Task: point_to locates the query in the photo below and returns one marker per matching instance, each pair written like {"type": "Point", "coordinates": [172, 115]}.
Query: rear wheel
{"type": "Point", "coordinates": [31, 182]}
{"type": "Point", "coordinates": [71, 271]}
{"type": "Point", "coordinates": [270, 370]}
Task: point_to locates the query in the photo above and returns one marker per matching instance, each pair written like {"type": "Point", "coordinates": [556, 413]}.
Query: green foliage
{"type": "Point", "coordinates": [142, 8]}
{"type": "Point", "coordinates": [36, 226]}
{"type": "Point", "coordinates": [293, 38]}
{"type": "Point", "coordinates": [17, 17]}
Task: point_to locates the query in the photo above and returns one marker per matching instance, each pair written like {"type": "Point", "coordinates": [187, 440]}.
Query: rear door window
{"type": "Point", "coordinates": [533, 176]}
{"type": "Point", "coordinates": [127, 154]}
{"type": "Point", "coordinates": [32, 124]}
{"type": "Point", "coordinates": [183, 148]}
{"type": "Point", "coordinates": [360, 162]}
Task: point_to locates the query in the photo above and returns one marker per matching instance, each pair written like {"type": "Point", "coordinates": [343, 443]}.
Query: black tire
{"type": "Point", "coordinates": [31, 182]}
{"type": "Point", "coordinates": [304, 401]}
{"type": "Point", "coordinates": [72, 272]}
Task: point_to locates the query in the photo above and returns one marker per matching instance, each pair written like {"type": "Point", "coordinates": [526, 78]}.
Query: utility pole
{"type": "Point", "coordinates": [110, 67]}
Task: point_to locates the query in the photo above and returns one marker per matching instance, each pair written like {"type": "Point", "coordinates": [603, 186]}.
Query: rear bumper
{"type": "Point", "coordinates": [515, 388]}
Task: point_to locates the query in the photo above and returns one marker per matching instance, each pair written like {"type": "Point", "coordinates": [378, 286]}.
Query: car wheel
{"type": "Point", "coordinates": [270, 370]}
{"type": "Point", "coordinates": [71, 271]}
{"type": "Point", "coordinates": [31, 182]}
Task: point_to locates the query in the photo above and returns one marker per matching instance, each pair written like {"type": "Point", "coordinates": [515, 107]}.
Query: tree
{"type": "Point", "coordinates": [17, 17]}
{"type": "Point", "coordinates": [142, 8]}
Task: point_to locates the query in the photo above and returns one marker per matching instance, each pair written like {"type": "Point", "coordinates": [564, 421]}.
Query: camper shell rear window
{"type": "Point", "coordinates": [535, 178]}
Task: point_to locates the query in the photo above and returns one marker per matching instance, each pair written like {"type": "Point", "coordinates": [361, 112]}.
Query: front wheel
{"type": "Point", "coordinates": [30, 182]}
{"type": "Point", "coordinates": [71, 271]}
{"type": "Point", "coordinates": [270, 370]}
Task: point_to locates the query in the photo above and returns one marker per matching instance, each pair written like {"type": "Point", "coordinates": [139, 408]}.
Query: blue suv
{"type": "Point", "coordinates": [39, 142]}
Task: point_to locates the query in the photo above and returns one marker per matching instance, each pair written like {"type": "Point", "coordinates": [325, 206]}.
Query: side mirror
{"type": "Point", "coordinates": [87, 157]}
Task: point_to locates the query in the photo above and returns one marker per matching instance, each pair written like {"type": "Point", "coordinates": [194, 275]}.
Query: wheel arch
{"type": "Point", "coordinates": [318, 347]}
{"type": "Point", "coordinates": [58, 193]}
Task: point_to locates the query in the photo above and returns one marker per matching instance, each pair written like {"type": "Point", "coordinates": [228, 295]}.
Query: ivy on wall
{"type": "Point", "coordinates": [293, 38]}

**TASK:**
Pick out every line of the listing above that contains the word "rear", matching its case exactly.

**COMPLETE RESPONSE:**
Query: rear wheel
Query: rear door window
Query: rear bumper
Query: camper shell rear window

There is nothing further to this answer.